**SET EXERCISE A:** In the passage on the term "over-realized eschatology," who is said to have originated the term, and in what year did that discussion appear?
-- Start of PASSAGE TO READ --
In my own research, it appears that C.H. Dodd promoted a "realized eschatology". Was "over-realized eschatology" coined in the context of a critique of Dodd's eschatology?

*or semantic equivalent if its first appearance in English was a translation.

5
+50

The term appears to me to be original to William Lane in his 1965 discussion of the beliefs of the Corinthians to whom Paul wrote (Lane, William L. "I Tim. IV. 1–3. An Early Instance of Over-Realized Eschatology?." New Testament Studies 11.02 (1965): 164-167.) Bernardin Schneider derives his 1967 use of the term and notion solely from Lane.

The term was undoubtedly influenced by C.H. Dodd's popularization of the term and notion of "realized eschatology", but does not appear to originally have been a theological reaction to his work.
-- End of PASSAGE TO READ --
-- Start of GIVEN RECORDS --
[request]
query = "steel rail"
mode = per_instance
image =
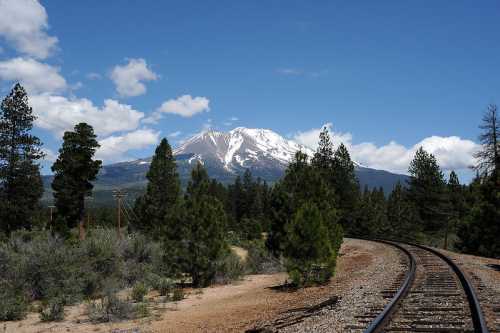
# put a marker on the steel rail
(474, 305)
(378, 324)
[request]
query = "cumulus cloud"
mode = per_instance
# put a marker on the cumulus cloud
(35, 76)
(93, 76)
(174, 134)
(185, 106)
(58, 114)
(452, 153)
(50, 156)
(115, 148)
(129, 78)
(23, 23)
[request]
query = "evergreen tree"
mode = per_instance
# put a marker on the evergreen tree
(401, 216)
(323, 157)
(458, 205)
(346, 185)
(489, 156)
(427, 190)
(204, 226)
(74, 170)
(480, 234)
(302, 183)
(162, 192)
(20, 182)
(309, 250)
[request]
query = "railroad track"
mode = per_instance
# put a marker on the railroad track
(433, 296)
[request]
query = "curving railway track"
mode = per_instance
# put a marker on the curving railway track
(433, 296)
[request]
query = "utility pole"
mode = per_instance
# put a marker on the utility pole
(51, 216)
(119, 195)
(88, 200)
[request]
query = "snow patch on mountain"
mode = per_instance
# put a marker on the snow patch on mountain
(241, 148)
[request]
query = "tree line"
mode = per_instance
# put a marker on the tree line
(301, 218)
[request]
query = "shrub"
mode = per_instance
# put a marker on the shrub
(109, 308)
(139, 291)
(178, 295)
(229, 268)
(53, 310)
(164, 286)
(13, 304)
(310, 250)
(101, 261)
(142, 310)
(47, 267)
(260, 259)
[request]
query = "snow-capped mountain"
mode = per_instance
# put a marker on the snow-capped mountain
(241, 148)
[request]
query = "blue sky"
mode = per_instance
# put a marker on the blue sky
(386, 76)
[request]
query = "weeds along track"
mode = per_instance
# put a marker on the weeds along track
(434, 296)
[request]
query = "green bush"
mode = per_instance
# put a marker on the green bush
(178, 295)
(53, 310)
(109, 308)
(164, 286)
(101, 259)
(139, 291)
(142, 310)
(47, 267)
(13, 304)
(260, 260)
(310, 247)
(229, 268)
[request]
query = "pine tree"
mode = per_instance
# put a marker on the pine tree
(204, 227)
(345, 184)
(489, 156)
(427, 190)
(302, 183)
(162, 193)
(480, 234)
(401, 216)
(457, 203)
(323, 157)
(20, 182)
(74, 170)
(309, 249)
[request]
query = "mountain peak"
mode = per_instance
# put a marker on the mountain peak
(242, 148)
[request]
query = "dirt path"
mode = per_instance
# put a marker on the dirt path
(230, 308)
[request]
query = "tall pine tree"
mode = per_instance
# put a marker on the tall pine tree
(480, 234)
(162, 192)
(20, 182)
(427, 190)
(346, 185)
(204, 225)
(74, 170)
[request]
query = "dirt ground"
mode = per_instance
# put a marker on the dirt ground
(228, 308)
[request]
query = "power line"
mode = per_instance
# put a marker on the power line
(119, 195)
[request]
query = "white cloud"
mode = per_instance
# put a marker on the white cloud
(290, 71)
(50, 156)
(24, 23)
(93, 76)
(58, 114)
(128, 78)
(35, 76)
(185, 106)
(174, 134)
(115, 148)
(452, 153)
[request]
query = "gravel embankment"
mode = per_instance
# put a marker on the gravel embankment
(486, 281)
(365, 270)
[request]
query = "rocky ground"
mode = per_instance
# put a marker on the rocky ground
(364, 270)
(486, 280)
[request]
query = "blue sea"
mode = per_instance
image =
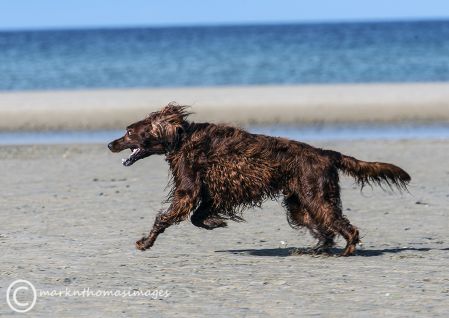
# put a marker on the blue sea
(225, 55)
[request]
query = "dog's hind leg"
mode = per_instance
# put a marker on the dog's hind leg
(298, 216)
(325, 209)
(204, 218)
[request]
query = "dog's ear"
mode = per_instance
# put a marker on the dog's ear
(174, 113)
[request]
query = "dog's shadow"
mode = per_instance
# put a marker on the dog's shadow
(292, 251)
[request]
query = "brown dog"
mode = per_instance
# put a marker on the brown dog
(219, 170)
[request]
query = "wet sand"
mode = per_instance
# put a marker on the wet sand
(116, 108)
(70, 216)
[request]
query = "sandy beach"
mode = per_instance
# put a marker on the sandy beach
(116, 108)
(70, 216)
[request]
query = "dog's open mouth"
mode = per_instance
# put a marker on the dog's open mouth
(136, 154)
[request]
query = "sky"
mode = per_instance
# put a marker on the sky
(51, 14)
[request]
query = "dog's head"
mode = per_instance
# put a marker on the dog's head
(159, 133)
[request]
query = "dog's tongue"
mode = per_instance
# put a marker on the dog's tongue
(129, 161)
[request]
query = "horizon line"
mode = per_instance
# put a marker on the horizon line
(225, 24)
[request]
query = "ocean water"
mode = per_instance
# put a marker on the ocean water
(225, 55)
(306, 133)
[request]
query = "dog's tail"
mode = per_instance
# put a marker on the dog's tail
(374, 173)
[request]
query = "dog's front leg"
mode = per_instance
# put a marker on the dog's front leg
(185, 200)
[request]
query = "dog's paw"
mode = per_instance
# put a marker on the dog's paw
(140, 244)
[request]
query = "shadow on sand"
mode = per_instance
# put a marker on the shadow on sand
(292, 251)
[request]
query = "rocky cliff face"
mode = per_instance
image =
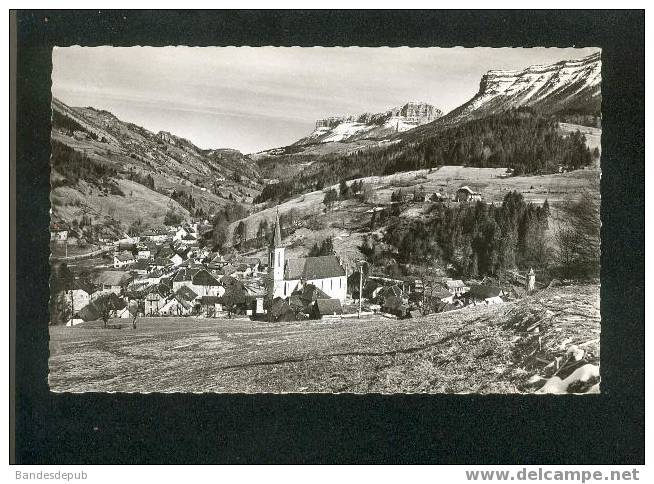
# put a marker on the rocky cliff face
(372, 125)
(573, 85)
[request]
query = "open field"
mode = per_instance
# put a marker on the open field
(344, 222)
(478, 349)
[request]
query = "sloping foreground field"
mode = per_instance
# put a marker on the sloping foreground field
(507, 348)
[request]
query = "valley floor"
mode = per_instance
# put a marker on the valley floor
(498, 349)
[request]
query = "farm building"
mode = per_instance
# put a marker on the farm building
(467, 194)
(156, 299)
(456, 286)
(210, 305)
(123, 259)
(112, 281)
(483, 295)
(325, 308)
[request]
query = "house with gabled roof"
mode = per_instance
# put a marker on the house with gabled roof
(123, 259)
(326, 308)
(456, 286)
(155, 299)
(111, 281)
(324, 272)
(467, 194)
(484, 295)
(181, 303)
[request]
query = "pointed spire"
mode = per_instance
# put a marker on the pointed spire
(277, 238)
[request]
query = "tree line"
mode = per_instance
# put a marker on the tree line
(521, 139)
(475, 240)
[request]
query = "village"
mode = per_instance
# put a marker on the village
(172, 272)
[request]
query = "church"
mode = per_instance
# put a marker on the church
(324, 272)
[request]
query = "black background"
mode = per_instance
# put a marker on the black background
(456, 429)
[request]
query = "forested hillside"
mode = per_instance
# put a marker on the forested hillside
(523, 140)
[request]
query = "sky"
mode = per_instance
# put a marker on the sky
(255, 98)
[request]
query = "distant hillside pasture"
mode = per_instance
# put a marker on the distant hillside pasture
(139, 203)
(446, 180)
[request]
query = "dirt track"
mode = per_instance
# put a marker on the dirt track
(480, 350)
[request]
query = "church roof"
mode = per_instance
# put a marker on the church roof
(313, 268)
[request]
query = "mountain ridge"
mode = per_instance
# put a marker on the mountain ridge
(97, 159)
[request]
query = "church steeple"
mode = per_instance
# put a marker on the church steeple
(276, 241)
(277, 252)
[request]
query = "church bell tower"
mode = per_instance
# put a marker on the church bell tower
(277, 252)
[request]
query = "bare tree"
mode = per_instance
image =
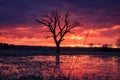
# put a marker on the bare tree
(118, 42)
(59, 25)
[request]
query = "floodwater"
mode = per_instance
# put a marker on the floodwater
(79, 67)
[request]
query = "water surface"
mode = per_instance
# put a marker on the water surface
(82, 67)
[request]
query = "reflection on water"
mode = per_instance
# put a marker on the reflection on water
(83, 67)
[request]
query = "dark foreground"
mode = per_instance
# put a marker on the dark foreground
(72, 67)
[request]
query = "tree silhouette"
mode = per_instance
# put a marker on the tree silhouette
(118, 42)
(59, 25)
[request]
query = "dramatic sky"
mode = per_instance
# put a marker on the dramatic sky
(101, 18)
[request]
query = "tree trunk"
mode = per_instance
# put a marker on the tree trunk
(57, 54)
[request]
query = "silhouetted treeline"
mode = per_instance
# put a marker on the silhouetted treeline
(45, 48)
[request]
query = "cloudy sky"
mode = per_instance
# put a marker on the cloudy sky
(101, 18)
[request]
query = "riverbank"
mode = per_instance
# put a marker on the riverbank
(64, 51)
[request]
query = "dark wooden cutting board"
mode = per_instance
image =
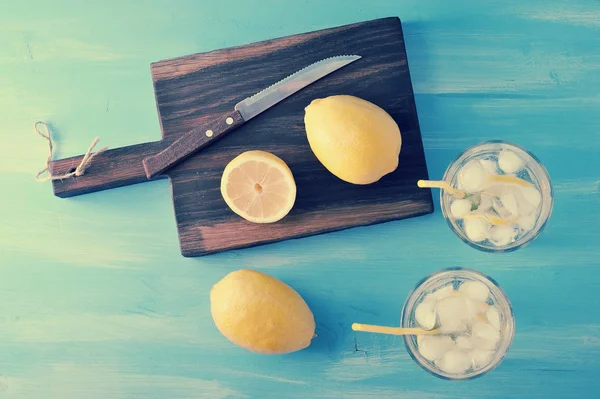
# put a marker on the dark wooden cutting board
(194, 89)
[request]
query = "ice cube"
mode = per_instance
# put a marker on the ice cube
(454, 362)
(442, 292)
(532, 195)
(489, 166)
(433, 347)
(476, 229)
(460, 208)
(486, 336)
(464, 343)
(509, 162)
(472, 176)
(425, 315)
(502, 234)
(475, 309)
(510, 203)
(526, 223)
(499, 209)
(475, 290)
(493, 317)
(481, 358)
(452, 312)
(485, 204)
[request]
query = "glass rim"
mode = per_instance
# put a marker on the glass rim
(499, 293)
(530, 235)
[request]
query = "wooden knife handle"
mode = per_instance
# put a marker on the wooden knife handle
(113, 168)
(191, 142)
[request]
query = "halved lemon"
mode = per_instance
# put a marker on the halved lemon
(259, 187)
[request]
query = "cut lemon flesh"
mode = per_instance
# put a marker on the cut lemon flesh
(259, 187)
-- End of GIVEN RECORDS --
-- Start of GIVEN RECORDS --
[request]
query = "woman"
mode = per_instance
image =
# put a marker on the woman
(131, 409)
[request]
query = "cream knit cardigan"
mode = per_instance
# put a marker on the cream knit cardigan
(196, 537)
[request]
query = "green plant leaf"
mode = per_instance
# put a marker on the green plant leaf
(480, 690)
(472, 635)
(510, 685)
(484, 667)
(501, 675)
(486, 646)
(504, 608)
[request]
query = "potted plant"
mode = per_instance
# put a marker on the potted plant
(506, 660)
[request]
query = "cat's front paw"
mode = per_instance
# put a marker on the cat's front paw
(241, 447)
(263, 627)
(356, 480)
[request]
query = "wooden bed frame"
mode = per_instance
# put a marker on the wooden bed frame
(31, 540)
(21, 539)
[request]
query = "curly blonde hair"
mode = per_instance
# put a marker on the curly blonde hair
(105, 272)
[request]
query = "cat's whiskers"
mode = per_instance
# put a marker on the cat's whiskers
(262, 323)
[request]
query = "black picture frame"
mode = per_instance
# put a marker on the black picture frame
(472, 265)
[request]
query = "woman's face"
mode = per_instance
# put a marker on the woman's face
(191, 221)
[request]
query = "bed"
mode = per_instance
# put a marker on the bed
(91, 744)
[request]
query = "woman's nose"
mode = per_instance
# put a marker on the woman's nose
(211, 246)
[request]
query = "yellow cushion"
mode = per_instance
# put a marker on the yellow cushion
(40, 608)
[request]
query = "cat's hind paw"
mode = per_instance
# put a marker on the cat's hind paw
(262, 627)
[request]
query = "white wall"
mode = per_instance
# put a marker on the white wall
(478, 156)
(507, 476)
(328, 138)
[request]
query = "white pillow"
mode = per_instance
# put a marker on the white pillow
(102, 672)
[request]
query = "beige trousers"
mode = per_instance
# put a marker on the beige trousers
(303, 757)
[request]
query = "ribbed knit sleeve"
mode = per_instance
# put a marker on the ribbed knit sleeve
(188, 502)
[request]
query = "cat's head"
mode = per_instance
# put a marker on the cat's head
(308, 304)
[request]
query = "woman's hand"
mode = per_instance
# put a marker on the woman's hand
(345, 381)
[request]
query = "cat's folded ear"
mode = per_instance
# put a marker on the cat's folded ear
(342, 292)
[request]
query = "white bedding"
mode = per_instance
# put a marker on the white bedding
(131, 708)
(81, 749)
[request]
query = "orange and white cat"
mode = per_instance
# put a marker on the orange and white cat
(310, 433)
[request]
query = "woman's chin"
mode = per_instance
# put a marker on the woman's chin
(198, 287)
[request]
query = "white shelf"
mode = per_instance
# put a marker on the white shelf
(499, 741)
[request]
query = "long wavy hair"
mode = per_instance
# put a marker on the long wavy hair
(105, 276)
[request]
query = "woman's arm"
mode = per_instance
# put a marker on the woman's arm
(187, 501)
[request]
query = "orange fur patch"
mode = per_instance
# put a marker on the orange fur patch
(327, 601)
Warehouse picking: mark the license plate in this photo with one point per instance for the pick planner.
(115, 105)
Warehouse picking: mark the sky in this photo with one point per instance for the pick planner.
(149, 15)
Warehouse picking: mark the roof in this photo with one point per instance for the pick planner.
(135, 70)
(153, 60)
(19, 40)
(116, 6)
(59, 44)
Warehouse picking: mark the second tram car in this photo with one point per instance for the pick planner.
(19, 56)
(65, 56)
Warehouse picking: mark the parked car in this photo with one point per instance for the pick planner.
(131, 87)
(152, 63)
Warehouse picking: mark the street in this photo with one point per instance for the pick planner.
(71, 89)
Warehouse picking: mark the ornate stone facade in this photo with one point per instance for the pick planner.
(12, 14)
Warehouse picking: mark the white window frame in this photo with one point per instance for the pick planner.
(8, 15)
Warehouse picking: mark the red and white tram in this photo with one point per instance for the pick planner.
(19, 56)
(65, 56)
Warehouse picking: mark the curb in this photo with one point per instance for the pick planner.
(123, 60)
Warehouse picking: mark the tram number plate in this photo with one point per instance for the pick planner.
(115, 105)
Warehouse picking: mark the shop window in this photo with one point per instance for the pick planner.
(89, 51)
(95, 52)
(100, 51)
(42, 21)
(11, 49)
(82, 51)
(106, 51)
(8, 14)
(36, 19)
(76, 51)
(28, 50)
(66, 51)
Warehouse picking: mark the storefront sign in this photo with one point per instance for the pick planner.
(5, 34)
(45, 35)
-- End of GIVEN RECORDS --
**SET EXERCISE B:** Filter the rows above so that only the lines containing the word "treeline" remain. Case counts when matching.

**WRITTEN ANSWER A:** William Lane, in 1965.

**WRITTEN ANSWER B:**
query = "silhouetted treeline"
# put a marker on the silhouetted treeline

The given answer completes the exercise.